* **TEXT**:
- - -

Chaos Engineering Fundamentals: Building Resilient Distributed Systems

Distributed systems fail in unexpected ways. Rather than waiting for failures to happen in production at the worst possible time, chaos engineering proactively introduces controlled failures to discover weaknesses. After implementing chaos engineering practices across multiple production systems, I’ve learned how to build more resilient architectures and develop confidence in system behavior under stress.

The Principles of Chaos Engineering

Chaos engineering is based on running experiments that expose systemic weaknesses. The core principles are:

Build a hypothesis around steady-state behavior: Define what “normal” looks like
Vary real-world events: Introduce failures that could realistically occur
Run experiments in production: Staging doesn’t capture production complexity
Automate experiments: Make chaos continuous, not one-time events
Minimize blast radius: Start small and expand gradually

Why Chaos Engineering Matters

Traditional testing approaches verify that systems work under expected conditions. Chaos engineering verifies they work under unexpected conditions:

What happens when a database becomes unavailable?

- - -

* **INSTRUCTION A**: Duplicate the passage of the chaos engineering text starting at "Why Chaos Engineering" and ending at "database becomes unavailable?".
* **INSTRUCTION B**: In one to three sentences, explain why the chaos engineering text says experiments should be run in production.
Work only from the chaos engineering text.

- - -

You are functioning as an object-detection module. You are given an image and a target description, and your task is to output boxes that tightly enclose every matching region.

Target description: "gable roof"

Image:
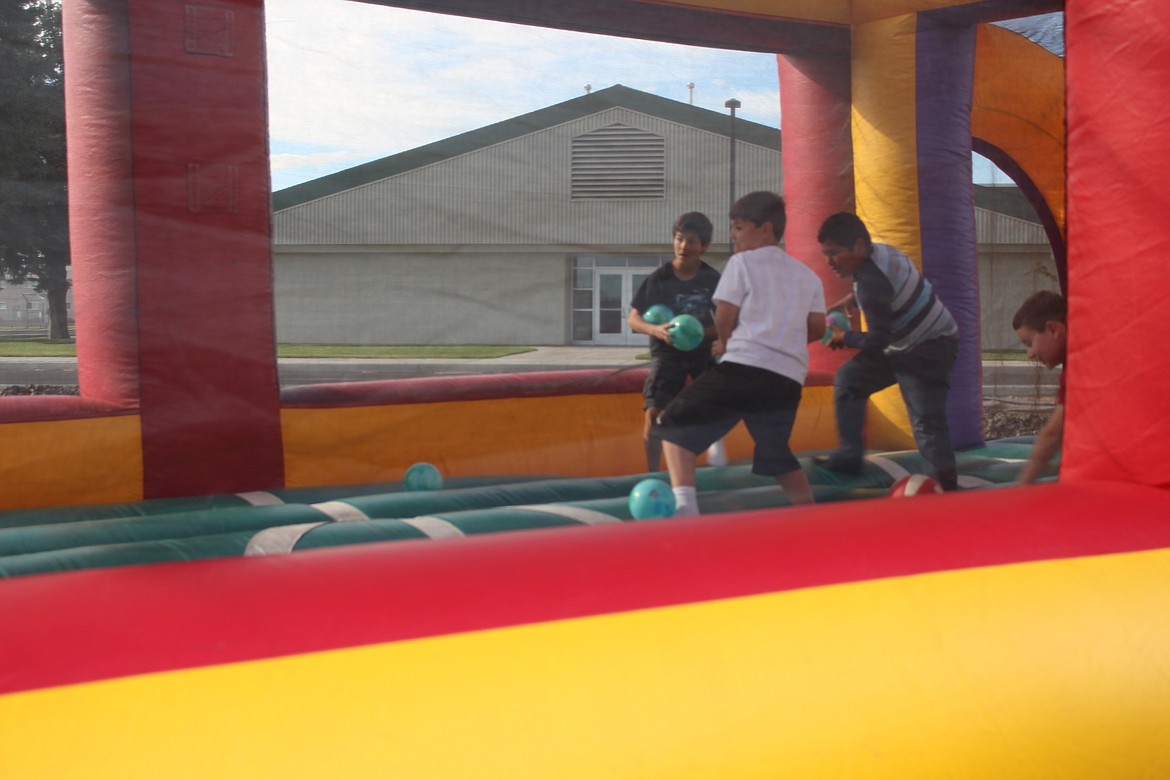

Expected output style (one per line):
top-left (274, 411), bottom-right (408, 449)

top-left (273, 84), bottom-right (780, 210)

- - -

* **COMPLETE RESPONSE A**:
Why Chaos Engineering Matters

Traditional testing approaches verify that systems work under expected conditions. Chaos engineering verifies they work under unexpected conditions:

What happens when a database becomes unavailable?

* **COMPLETE RESPONSE B**: The chaos engineering text says experiments should be run in production because staging doesn't capture production complexity.